# Requirement
Can you turn the stretch of the listing below, from the line containing "Pretty please, point out where the red marble" through the line containing "713;81;786;216", into a numbered list with any blank lines left out?

# Exercise inputs
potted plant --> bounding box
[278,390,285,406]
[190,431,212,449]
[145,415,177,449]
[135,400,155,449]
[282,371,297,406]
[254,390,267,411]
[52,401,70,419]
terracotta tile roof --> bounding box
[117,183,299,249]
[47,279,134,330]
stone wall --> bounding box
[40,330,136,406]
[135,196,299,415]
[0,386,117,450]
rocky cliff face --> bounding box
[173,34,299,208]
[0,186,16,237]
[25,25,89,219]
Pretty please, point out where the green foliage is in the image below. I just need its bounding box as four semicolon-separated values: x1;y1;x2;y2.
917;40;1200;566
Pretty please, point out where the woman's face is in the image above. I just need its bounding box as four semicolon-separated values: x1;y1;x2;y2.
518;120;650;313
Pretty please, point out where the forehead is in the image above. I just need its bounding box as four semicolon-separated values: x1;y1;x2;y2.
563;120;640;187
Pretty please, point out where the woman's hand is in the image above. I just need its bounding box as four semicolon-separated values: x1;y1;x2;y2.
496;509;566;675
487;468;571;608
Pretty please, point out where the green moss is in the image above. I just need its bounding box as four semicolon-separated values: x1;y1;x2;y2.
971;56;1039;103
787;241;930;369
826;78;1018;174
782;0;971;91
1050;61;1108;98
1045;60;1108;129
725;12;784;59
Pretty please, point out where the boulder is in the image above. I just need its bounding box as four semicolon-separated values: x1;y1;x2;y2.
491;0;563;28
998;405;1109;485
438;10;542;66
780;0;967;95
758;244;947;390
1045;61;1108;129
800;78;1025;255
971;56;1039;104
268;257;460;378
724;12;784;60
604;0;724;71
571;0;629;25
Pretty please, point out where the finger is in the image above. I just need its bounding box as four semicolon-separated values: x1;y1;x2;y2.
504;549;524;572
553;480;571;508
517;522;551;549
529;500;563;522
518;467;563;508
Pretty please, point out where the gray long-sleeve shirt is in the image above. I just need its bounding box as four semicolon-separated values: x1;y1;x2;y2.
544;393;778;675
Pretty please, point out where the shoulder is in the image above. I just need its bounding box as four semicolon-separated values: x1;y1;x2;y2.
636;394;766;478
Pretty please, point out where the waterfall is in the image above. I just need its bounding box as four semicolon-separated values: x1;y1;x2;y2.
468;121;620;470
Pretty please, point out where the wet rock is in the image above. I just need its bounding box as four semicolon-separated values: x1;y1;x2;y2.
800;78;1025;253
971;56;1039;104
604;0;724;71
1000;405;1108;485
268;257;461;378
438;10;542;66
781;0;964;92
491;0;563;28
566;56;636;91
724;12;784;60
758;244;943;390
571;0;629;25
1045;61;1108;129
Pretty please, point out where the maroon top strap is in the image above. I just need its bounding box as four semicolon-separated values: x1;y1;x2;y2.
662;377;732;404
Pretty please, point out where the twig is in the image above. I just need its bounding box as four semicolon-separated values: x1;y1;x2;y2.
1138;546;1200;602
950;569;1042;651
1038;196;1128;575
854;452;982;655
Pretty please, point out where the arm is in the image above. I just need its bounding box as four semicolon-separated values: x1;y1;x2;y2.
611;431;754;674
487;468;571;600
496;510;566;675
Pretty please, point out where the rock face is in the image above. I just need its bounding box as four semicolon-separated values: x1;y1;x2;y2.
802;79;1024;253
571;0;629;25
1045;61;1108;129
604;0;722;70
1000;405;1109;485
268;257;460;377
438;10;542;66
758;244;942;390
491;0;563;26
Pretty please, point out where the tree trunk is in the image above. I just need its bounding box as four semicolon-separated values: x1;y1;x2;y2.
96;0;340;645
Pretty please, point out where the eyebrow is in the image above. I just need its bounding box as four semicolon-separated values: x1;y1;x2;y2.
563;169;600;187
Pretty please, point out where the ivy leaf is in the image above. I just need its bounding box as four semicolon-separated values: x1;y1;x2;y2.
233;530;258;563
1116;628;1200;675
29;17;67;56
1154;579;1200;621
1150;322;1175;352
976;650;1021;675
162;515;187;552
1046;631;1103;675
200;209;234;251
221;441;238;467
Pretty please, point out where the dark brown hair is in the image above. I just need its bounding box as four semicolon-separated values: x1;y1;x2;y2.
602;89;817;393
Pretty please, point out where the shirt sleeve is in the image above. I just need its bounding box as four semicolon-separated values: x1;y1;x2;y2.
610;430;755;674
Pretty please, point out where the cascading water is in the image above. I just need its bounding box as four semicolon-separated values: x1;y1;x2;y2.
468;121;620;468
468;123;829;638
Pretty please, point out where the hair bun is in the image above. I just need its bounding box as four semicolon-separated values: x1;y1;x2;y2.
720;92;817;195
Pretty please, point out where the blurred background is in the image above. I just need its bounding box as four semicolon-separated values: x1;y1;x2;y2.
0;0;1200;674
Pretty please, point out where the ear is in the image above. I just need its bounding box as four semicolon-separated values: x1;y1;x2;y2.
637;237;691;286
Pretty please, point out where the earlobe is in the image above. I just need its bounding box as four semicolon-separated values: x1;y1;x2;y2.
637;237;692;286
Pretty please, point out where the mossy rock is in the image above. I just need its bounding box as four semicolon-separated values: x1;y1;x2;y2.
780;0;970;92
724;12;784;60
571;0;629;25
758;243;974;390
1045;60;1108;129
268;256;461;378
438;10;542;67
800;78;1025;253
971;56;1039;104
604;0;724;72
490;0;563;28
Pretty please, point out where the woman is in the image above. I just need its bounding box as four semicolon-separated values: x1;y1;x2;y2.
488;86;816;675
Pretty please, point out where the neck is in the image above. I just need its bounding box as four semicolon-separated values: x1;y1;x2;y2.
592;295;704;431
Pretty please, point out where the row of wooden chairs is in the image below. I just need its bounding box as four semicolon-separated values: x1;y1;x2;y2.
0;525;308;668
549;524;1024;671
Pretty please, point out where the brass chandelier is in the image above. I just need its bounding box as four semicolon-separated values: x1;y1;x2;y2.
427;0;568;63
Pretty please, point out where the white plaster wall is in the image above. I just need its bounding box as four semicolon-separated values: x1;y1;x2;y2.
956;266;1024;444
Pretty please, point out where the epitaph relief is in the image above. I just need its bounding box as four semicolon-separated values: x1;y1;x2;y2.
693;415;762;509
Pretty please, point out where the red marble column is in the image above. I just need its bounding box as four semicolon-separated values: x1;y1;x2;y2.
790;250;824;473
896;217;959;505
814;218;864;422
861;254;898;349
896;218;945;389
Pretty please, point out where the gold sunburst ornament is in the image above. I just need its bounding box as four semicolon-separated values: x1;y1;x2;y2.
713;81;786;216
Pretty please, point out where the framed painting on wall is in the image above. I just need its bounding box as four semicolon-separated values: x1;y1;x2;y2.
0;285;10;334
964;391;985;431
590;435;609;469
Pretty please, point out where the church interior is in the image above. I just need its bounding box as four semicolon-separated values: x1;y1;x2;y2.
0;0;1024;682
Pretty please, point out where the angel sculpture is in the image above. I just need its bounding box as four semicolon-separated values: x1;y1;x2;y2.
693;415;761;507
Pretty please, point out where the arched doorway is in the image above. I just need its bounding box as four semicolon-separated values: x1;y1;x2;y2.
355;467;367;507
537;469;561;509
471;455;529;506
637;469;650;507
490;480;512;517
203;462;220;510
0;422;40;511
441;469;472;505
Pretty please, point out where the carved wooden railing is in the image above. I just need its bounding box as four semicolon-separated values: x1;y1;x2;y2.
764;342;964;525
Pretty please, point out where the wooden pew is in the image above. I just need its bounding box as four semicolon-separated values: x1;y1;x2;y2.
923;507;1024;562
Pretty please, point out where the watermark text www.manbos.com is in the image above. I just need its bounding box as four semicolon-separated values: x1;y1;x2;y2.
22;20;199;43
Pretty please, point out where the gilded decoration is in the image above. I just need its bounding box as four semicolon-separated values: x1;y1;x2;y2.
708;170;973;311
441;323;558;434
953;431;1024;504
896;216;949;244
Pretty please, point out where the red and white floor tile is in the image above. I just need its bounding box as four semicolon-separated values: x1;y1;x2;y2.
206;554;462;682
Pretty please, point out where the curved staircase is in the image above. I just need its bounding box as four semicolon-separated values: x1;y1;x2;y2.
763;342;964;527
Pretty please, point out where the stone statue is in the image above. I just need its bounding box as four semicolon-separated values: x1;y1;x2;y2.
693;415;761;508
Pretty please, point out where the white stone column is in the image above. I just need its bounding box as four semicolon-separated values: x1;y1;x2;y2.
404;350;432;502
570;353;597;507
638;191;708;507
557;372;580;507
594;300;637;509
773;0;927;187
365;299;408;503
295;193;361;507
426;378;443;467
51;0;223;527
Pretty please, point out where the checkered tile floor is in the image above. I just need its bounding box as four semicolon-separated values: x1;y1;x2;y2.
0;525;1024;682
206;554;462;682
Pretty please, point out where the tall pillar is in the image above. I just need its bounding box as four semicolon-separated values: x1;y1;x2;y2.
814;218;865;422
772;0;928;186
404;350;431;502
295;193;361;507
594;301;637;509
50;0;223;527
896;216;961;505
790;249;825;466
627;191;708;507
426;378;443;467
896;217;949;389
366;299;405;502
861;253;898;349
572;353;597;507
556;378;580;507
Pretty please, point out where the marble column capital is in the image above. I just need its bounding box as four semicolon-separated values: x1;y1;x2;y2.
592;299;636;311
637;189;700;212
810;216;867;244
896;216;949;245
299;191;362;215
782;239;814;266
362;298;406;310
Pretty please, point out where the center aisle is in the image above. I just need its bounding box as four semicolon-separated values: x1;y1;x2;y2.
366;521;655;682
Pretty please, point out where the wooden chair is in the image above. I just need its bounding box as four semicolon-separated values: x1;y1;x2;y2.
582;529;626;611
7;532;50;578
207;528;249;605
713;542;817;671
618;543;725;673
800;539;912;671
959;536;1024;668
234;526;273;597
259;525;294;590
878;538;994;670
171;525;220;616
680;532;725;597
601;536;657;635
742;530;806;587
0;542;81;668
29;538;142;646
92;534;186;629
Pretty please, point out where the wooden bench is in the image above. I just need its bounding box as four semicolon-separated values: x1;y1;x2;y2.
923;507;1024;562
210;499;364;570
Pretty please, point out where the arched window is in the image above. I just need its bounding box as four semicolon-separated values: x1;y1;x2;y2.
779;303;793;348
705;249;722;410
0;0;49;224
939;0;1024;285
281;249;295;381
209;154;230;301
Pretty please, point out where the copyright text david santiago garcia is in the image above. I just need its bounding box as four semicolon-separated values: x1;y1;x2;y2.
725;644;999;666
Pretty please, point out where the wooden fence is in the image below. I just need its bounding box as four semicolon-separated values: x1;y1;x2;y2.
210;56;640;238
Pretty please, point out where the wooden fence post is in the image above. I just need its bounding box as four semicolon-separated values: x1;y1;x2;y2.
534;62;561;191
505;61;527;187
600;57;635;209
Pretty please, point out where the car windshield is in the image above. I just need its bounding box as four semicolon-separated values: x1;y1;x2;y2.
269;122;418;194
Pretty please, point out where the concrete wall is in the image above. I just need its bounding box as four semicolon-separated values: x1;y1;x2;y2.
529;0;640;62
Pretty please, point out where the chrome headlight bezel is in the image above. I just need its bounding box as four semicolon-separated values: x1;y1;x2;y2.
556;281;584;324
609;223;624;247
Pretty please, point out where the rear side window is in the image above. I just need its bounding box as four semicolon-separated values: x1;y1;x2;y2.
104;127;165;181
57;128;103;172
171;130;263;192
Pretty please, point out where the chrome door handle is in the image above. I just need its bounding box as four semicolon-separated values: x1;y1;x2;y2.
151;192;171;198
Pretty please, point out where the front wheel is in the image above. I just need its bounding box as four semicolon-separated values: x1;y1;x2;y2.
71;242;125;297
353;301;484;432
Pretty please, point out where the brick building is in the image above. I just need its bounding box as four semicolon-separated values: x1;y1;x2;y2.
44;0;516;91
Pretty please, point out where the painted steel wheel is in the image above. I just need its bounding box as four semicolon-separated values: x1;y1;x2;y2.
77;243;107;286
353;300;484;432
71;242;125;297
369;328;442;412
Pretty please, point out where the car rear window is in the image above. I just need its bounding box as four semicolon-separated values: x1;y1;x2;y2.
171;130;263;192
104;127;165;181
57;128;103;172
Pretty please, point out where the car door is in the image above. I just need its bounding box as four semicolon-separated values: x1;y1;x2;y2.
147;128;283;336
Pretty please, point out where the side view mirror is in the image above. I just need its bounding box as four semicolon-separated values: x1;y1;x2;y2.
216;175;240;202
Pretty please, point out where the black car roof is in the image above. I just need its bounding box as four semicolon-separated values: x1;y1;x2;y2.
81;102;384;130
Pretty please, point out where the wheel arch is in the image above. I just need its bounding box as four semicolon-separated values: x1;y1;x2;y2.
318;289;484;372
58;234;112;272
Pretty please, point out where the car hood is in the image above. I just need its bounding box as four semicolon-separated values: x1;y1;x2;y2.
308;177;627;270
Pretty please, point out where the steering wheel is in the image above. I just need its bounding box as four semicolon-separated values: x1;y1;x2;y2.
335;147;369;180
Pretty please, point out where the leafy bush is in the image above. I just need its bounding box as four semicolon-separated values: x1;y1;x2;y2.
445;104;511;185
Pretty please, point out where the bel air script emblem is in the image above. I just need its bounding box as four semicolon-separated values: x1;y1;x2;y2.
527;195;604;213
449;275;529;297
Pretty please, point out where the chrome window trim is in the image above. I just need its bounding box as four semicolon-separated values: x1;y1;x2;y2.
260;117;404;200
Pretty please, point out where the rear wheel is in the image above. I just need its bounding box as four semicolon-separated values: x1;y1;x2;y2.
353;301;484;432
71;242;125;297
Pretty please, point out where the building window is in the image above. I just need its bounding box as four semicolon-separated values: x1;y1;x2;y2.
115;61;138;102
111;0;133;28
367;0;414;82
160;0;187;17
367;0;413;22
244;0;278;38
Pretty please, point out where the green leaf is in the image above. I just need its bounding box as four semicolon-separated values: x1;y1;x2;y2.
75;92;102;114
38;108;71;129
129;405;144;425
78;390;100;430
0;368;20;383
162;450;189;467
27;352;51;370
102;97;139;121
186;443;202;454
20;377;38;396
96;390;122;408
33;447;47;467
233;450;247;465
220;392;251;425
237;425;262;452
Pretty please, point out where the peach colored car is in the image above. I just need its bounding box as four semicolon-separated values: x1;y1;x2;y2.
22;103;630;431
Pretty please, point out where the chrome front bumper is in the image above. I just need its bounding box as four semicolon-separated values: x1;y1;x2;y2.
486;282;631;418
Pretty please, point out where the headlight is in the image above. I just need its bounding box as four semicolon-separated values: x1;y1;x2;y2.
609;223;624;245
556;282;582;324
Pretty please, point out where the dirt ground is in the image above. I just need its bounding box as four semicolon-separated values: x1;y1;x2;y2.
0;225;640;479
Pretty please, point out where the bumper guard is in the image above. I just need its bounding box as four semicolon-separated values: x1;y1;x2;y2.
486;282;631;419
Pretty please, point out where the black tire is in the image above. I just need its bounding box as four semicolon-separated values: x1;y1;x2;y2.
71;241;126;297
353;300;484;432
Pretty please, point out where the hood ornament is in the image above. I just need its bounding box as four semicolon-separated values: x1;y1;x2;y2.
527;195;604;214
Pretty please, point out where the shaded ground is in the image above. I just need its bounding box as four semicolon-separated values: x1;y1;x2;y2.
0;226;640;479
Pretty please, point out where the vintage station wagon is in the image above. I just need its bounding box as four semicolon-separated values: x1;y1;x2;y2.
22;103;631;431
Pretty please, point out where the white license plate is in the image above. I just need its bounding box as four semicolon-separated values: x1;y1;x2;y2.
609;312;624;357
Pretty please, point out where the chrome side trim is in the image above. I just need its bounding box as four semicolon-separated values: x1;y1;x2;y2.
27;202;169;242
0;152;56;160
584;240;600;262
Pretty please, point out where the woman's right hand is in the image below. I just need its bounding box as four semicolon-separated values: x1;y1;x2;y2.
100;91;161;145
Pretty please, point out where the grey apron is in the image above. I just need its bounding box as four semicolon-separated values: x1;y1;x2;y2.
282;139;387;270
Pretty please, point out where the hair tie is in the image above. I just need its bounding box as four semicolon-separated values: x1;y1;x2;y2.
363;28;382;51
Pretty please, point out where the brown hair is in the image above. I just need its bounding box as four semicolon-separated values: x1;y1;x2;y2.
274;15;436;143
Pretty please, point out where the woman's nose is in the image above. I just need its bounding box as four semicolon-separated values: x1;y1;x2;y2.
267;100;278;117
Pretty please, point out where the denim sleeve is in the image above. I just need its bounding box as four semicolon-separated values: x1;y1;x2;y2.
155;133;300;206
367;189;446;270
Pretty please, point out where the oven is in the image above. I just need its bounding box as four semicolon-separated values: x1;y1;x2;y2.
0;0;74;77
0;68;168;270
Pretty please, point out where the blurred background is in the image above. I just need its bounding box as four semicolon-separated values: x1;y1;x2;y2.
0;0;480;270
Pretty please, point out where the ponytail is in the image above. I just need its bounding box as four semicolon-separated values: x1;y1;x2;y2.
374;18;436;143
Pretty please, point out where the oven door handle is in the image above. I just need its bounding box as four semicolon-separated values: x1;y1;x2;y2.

# Written response
1. Pretty please, point out where the red marble column is in the image above. I just need its bounding box as four semicolon-separated values: x1;y1;x2;y2.
2. 790;250;824;473
3. 896;217;959;505
4. 814;218;864;422
5. 861;254;898;349
6. 896;218;945;389
7. Pretty please, point out where the gold sunburst ornament is in the image above. I just need its bounding box as four semicolon-separated values: x1;y1;x2;y2.
8. 713;81;786;216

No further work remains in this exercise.